**RECORDS PROVIDED**.
• • • • • • •

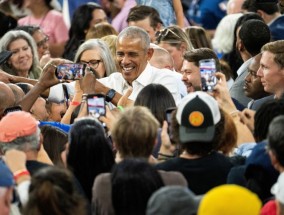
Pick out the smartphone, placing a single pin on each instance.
(70, 71)
(96, 105)
(4, 56)
(169, 120)
(12, 109)
(207, 72)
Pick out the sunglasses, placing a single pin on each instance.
(160, 35)
(92, 63)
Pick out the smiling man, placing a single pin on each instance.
(271, 70)
(253, 87)
(132, 54)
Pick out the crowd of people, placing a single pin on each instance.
(162, 143)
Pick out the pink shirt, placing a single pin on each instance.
(52, 24)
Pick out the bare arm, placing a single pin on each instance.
(223, 97)
(46, 80)
(179, 13)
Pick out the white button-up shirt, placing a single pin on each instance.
(150, 75)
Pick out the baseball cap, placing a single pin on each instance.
(229, 200)
(17, 124)
(197, 115)
(6, 176)
(173, 200)
(278, 189)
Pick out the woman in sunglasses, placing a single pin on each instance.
(24, 60)
(97, 55)
(176, 42)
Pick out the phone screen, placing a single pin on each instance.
(96, 105)
(169, 120)
(207, 72)
(70, 71)
(12, 109)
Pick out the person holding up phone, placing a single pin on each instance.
(191, 69)
(133, 53)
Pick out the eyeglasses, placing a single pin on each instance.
(93, 63)
(42, 42)
(160, 35)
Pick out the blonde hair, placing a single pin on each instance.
(100, 30)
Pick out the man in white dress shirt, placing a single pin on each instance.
(132, 54)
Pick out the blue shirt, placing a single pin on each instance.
(206, 13)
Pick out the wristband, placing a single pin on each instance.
(166, 156)
(234, 113)
(75, 103)
(20, 173)
(120, 108)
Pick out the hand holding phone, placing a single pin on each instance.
(169, 120)
(70, 71)
(207, 72)
(96, 105)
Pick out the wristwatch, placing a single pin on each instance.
(110, 94)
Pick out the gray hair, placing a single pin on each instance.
(13, 35)
(24, 144)
(134, 32)
(104, 51)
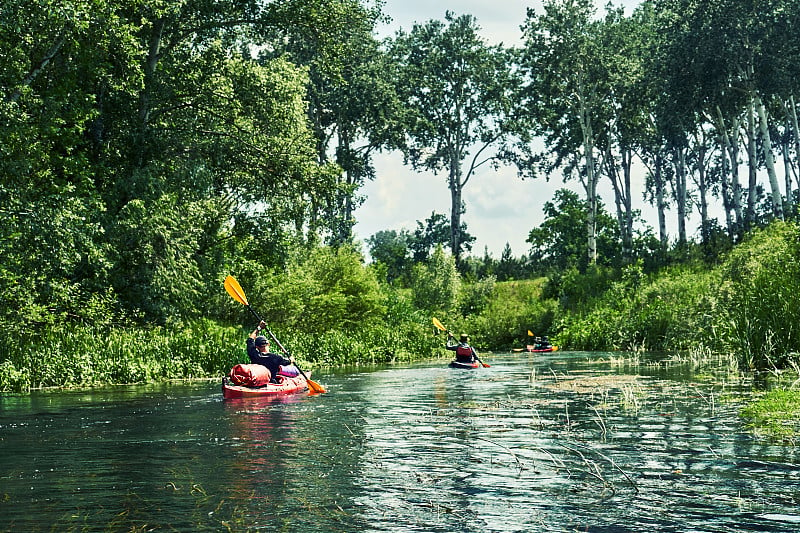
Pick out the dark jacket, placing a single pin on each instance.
(464, 352)
(270, 360)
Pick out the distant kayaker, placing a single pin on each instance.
(464, 352)
(258, 352)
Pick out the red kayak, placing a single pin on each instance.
(459, 364)
(286, 385)
(533, 348)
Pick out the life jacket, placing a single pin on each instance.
(250, 375)
(464, 353)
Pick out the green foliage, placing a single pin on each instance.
(87, 356)
(559, 243)
(457, 94)
(328, 290)
(672, 311)
(508, 313)
(436, 283)
(775, 415)
(759, 295)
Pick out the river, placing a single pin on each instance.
(552, 442)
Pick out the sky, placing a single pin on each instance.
(501, 208)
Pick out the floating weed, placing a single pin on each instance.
(775, 415)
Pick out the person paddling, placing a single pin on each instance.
(258, 352)
(464, 352)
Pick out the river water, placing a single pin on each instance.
(551, 442)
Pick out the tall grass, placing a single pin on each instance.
(85, 356)
(749, 306)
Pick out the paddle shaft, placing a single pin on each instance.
(235, 290)
(443, 328)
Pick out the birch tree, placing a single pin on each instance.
(566, 90)
(458, 94)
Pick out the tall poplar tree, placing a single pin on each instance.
(457, 91)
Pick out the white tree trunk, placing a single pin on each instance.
(769, 157)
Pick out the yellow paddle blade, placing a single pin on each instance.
(315, 387)
(235, 290)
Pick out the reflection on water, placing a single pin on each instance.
(551, 442)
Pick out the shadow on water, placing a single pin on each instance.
(551, 442)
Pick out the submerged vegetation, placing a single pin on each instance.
(150, 151)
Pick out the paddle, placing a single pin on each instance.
(236, 291)
(442, 328)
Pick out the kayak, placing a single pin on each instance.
(287, 385)
(532, 348)
(459, 364)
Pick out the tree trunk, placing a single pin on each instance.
(796, 132)
(456, 187)
(661, 203)
(736, 183)
(35, 71)
(702, 187)
(787, 172)
(590, 187)
(725, 173)
(769, 157)
(752, 165)
(680, 192)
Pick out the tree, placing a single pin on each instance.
(352, 105)
(391, 248)
(436, 283)
(559, 242)
(433, 232)
(457, 91)
(567, 83)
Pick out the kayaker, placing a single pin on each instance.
(258, 352)
(464, 352)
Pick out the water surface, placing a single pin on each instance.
(551, 442)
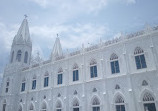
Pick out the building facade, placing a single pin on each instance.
(116, 75)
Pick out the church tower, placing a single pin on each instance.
(57, 49)
(22, 46)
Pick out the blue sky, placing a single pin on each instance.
(76, 22)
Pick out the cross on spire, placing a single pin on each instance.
(25, 16)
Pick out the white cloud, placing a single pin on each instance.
(71, 5)
(131, 1)
(71, 36)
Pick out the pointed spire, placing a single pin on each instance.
(57, 50)
(23, 35)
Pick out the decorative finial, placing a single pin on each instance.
(38, 53)
(25, 16)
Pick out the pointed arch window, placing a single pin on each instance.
(18, 56)
(59, 106)
(75, 73)
(75, 92)
(95, 104)
(60, 76)
(34, 82)
(20, 108)
(7, 85)
(119, 103)
(75, 105)
(93, 68)
(144, 83)
(44, 107)
(46, 79)
(117, 86)
(23, 85)
(12, 57)
(114, 64)
(140, 58)
(31, 108)
(4, 105)
(149, 102)
(26, 57)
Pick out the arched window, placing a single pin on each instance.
(75, 92)
(119, 103)
(7, 85)
(18, 56)
(23, 85)
(94, 90)
(149, 102)
(75, 105)
(60, 76)
(44, 107)
(12, 57)
(93, 68)
(46, 79)
(117, 86)
(4, 105)
(114, 64)
(95, 104)
(75, 72)
(144, 83)
(59, 106)
(31, 108)
(20, 108)
(34, 82)
(140, 58)
(26, 57)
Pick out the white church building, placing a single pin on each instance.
(117, 75)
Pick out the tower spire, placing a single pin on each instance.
(57, 49)
(23, 34)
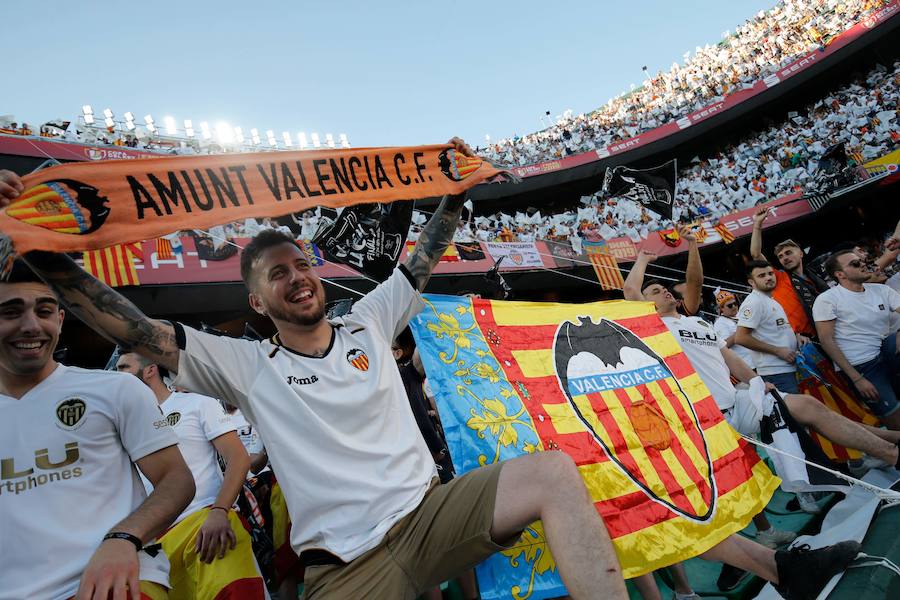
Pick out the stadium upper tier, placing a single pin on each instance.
(769, 48)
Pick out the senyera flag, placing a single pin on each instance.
(92, 205)
(607, 384)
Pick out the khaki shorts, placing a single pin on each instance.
(447, 534)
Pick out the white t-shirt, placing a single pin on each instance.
(769, 323)
(338, 428)
(197, 420)
(862, 319)
(250, 437)
(68, 448)
(703, 348)
(725, 328)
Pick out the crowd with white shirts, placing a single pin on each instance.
(766, 42)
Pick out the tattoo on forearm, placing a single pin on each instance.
(99, 306)
(434, 239)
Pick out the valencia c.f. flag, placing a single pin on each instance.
(607, 384)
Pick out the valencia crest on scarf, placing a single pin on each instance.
(88, 206)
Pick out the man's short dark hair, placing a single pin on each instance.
(833, 265)
(755, 264)
(648, 282)
(264, 240)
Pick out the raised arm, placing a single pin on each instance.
(693, 289)
(438, 231)
(105, 310)
(756, 237)
(635, 279)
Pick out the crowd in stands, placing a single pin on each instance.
(761, 46)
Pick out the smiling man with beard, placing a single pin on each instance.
(74, 514)
(369, 520)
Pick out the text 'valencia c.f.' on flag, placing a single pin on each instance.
(654, 188)
(93, 205)
(607, 384)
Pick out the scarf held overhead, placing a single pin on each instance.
(88, 206)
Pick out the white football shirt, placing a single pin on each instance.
(765, 316)
(861, 319)
(703, 348)
(338, 428)
(67, 449)
(197, 420)
(725, 328)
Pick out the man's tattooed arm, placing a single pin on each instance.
(105, 310)
(434, 239)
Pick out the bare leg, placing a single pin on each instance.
(837, 428)
(548, 486)
(744, 554)
(762, 522)
(679, 578)
(289, 590)
(646, 585)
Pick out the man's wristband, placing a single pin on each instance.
(121, 535)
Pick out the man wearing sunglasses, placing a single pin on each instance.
(795, 289)
(854, 324)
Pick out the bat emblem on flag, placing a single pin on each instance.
(634, 407)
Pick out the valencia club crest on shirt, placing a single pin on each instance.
(358, 359)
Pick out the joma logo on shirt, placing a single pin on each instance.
(41, 461)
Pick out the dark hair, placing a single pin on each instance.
(648, 282)
(755, 264)
(832, 265)
(264, 240)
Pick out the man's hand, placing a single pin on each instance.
(866, 389)
(113, 571)
(686, 231)
(786, 354)
(759, 217)
(215, 537)
(461, 146)
(10, 187)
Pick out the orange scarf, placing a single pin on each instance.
(88, 206)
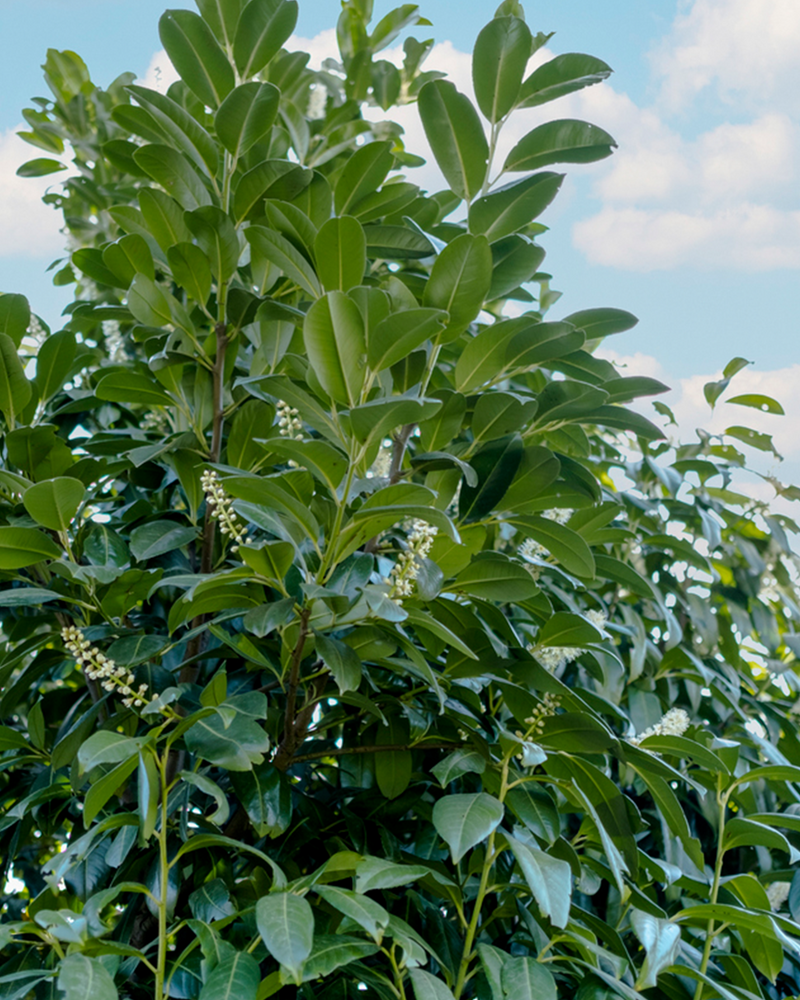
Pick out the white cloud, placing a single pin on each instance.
(29, 228)
(745, 236)
(744, 49)
(160, 74)
(688, 403)
(726, 197)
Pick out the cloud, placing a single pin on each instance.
(160, 74)
(727, 196)
(29, 227)
(742, 49)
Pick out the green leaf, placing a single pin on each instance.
(460, 281)
(496, 464)
(332, 951)
(263, 28)
(428, 987)
(84, 978)
(362, 175)
(564, 629)
(275, 179)
(507, 209)
(564, 141)
(236, 746)
(680, 746)
(280, 252)
(286, 925)
(53, 503)
(174, 173)
(457, 763)
(376, 873)
(15, 316)
(191, 270)
(158, 537)
(562, 542)
(128, 257)
(396, 243)
(527, 979)
(342, 661)
(107, 747)
(222, 16)
(548, 878)
(236, 975)
(560, 76)
(455, 135)
(246, 116)
(766, 404)
(401, 333)
(499, 59)
(164, 218)
(463, 821)
(495, 577)
(128, 387)
(368, 914)
(149, 795)
(54, 362)
(180, 128)
(196, 55)
(266, 795)
(217, 238)
(15, 389)
(601, 322)
(340, 250)
(149, 304)
(106, 787)
(40, 167)
(333, 333)
(21, 547)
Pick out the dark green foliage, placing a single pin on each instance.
(394, 590)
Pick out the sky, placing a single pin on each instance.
(693, 224)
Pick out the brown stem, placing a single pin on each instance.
(400, 441)
(288, 745)
(388, 748)
(218, 387)
(398, 451)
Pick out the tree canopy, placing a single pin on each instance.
(359, 637)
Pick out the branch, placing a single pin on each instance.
(388, 748)
(288, 744)
(400, 441)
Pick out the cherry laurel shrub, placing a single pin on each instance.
(358, 640)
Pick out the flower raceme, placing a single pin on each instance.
(674, 723)
(406, 570)
(220, 505)
(98, 667)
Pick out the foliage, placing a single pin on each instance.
(358, 638)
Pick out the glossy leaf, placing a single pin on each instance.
(566, 141)
(333, 333)
(53, 503)
(499, 59)
(463, 821)
(341, 253)
(456, 137)
(286, 925)
(263, 27)
(196, 55)
(246, 116)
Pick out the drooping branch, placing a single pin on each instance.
(295, 725)
(388, 748)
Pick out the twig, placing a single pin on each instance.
(288, 744)
(388, 748)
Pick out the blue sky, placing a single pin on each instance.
(694, 224)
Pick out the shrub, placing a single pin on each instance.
(359, 640)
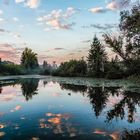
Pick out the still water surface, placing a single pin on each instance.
(44, 109)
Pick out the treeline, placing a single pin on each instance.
(126, 47)
(29, 65)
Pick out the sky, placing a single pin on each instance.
(57, 30)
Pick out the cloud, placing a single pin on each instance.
(98, 10)
(57, 19)
(114, 5)
(33, 3)
(10, 52)
(86, 41)
(29, 3)
(102, 26)
(16, 35)
(1, 12)
(118, 4)
(15, 19)
(55, 49)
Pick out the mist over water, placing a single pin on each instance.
(43, 108)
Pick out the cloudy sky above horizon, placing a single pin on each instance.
(58, 30)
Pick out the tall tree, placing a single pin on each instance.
(29, 59)
(96, 58)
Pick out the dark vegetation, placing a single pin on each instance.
(125, 47)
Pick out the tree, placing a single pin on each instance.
(73, 68)
(96, 58)
(45, 64)
(29, 59)
(127, 44)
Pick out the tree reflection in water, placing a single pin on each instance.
(29, 87)
(131, 135)
(99, 96)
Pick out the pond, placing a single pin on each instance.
(44, 108)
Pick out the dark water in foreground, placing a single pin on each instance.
(40, 109)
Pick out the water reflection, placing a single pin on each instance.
(29, 87)
(109, 105)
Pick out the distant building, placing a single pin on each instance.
(54, 66)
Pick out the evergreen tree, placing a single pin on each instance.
(96, 58)
(29, 59)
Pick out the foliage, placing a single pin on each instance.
(73, 68)
(114, 69)
(96, 58)
(11, 69)
(29, 59)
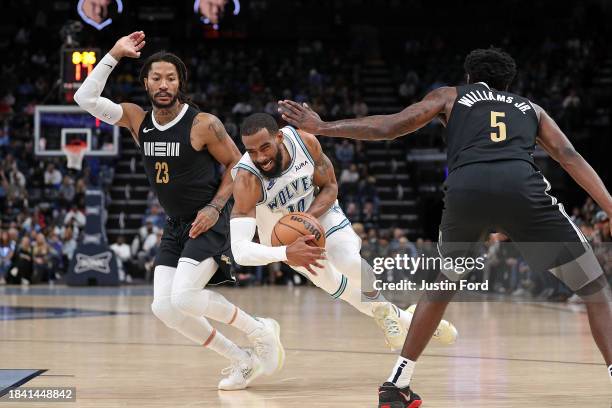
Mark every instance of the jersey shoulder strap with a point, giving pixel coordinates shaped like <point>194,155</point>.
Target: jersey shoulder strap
<point>295,144</point>
<point>245,163</point>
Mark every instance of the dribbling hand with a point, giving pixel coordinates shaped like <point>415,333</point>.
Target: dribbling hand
<point>301,254</point>
<point>300,116</point>
<point>129,46</point>
<point>206,218</point>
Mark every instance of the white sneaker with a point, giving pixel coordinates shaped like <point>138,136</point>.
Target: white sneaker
<point>387,319</point>
<point>268,347</point>
<point>446,333</point>
<point>241,373</point>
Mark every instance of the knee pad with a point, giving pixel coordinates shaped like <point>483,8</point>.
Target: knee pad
<point>596,291</point>
<point>191,301</point>
<point>162,309</point>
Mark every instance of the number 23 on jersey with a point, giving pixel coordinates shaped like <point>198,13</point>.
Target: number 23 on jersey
<point>163,177</point>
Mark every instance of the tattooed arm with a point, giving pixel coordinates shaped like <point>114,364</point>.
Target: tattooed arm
<point>207,132</point>
<point>380,127</point>
<point>324,177</point>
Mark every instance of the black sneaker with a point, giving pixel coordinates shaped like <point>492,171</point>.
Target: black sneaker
<point>389,396</point>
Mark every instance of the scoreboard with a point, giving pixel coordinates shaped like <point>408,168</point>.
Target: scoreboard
<point>76,65</point>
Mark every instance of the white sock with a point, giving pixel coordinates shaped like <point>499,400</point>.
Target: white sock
<point>405,317</point>
<point>222,345</point>
<point>402,372</point>
<point>244,321</point>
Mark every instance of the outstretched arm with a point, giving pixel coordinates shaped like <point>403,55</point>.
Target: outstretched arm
<point>558,146</point>
<point>88,96</point>
<point>379,127</point>
<point>208,132</point>
<point>324,177</point>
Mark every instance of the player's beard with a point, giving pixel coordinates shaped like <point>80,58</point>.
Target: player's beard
<point>276,170</point>
<point>162,105</point>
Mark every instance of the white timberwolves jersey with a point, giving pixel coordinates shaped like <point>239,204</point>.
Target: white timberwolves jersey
<point>292,191</point>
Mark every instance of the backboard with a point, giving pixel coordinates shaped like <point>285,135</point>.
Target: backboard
<point>57,125</point>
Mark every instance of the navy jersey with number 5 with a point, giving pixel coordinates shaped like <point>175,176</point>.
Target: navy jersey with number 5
<point>487,125</point>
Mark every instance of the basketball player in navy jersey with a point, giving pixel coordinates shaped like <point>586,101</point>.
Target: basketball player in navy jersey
<point>182,149</point>
<point>493,184</point>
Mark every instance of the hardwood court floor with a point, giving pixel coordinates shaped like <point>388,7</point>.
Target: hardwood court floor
<point>508,354</point>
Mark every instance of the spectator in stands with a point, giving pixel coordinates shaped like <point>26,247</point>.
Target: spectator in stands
<point>7,250</point>
<point>24,262</point>
<point>360,108</point>
<point>369,217</point>
<point>53,177</point>
<point>69,244</point>
<point>56,250</point>
<point>42,259</point>
<point>67,191</point>
<point>345,152</point>
<point>75,217</point>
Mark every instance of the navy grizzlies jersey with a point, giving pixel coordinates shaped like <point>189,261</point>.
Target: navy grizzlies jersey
<point>184,179</point>
<point>486,125</point>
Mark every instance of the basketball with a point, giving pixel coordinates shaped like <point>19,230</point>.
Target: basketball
<point>294,225</point>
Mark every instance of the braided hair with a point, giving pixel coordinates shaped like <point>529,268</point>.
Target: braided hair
<point>181,69</point>
<point>492,65</point>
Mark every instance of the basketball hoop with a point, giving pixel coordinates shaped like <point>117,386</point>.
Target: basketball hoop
<point>75,152</point>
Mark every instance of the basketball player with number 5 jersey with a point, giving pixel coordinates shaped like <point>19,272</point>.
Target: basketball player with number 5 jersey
<point>182,151</point>
<point>284,171</point>
<point>493,185</point>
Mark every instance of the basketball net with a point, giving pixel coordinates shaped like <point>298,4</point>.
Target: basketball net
<point>75,152</point>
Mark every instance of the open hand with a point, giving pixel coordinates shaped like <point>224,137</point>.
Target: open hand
<point>212,9</point>
<point>129,46</point>
<point>300,253</point>
<point>300,116</point>
<point>206,218</point>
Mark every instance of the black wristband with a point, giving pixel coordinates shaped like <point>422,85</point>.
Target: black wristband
<point>213,206</point>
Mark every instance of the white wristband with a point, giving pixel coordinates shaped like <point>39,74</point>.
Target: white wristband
<point>88,96</point>
<point>248,253</point>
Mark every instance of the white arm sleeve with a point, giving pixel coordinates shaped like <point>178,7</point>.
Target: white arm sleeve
<point>248,253</point>
<point>88,95</point>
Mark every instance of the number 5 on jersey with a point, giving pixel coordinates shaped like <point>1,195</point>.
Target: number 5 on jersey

• • • • • • •

**TASK PROMPT**.
The response should be the listing above, limited to the lines between the one holding "Target: dribbling hand" and the one holding "Mark every instance of the white sock", inclusive, reproduced exactly.

**ANSWER FOR THIS EXERCISE**.
Target: dribbling hand
<point>301,254</point>
<point>300,116</point>
<point>129,46</point>
<point>206,218</point>
Mark every instance of the white sneaker with a point, giving pixel coordinates shaped like <point>138,136</point>.
Target: white sneaker
<point>387,319</point>
<point>268,347</point>
<point>446,333</point>
<point>241,373</point>
Mark every instance of the knee pad with a point, giving pixel coordinates shaped like <point>483,8</point>.
Target: knee pad
<point>596,291</point>
<point>191,301</point>
<point>162,309</point>
Mark every instance of the number 23 on jersey with a point, giving pixel coordinates shaped like <point>198,13</point>.
Target: number 23 on jersey
<point>163,177</point>
Mark every instance of the tattooed arm with a point, giving pixel coordinates shaped like <point>114,364</point>.
Target: tattooed arm
<point>207,132</point>
<point>380,127</point>
<point>324,177</point>
Mark every instance of the black sneaker with a point, giving pixel coordinates shaped like <point>492,171</point>.
Target: black sneaker
<point>389,396</point>
Mark every instance of the scoreboard with a point, giving pixel coordinates shaped like <point>408,168</point>.
Target: scoreboard
<point>76,65</point>
Mark every instance of the white sock with a point, giving pixel coordinates shaped like <point>499,400</point>.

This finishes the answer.